§ INSTRUCCIÓN A
Nombra a todas las personas que aparecen con nombre y apellido en el fragmento sobre el conflicto armado en Perú que está más abajo.

§ FRAGMENTO DEL DOCUMENTO
En respuesta a una larga historia de exclusión y abandono, a partir de 1980 el movimiento Maoista-Leninista Sendero Luminoso le declara la guerra al Estado y sumerge a la región de Ayacucho en la más sangrienta confrontación que Perú recuerde en su vida republicana. Tras importantes años de inactividad o complacencia con los alzados en armas, el Estado peruano bajo el gobierno de Alan García decide responder con toda la fuerza disponible pero sin la inteligencia correspondiente y, así, persecuciones a campesinos e indígenas de la región se vuelven noticia de todos los días. Se multiplican las violaciones de derechos humanos, torturas, ejecuciones extrajudiciales, abuso sexual y demás vejaciones posibles, tanto por parte de miembros del ejército como de los senderistas. El libro del periodista Ricardo Ucceda "Muerte en el Pentagonito. Los Secretos del Ejército Peruano" ofrece un relato detallado de muchos de estos hechos escabrosos; Mario Vargas Llosa resume la crueldad de esta guerra diciendo que la lectura del texto no es nada fácil ya que "muchas de sus revelaciones estremecen y producen náuseas".

En medio de un conflicto que se expande por el territorio nacional y que empieza a amenazar sectores exclusivos en Lima, Alberto Fujimori llega al poder en 1990 de la mano de su asesor, Vladimiro Montesinos, y rápidamente asume poderes extraordinarios para ejercer su gobierno. Tras el cierre del Congreso y la emisión de una serie de decretos de excepción, se auto-otorgan privilegios para perseguir a la oposición, periodistas, defensores de derechos humanos, y todo aquel con supuestos vínculos con terroristas. Montesinos usa los instrumentos del Estado para su enriquecimiento personal, lo cual consigue con actividades que van desde la concesión preferencial de contratos, hasta la de permisos especiales para el tráfico de cocaína. Cientos de crímenes son perpetrados directamente desde la central de comandancia del Ejército, utilizando los servicios de inteligencia del Estado y con el visto bueno del Presidente de la República o su asesor estrella.

§ INSTRUCCIÓN B
Indica, solo con el número, cuántas líneas del listado de abajo contienen la palabra "chandelier".

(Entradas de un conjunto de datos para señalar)
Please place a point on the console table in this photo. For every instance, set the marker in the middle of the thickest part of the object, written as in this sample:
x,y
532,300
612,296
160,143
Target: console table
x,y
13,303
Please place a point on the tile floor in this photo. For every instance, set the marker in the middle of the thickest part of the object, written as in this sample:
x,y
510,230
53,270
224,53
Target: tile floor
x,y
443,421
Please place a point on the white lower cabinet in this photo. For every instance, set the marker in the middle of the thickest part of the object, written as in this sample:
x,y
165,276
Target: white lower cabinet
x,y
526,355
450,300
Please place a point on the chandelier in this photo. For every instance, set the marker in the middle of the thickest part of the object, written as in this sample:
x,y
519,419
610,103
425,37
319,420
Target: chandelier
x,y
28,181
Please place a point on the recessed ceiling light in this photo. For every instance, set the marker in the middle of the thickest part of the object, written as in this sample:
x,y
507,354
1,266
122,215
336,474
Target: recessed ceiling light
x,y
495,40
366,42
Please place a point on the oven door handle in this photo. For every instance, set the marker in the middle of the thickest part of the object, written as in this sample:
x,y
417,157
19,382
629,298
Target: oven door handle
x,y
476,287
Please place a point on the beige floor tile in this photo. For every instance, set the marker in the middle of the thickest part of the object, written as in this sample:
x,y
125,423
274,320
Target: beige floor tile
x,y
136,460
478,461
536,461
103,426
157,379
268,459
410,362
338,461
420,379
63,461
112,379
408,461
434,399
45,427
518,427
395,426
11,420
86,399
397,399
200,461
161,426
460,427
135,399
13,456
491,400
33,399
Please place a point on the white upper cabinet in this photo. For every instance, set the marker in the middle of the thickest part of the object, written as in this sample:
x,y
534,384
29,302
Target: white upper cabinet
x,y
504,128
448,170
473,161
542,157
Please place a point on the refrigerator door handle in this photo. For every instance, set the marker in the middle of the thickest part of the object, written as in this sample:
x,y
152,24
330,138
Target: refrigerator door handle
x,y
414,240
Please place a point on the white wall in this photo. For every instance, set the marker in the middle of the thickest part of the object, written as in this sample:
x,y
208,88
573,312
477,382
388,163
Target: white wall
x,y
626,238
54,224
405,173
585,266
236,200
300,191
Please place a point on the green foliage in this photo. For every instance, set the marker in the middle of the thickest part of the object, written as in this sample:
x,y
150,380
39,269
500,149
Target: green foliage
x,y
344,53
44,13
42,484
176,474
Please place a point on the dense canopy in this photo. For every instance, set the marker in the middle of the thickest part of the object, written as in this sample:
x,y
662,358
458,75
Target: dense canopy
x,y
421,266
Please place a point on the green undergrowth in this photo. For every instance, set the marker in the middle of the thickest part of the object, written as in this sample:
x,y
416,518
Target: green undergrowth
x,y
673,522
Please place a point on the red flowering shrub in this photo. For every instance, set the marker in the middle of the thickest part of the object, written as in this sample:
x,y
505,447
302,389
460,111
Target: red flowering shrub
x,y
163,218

§ RESPUESTA COMPLETA A
Alan García, Ricardo Ucceda, Mario Vargas Llosa, Alberto Fujimori y Vladimiro Montesinos.

§ RESPUESTA COMPLETA B
2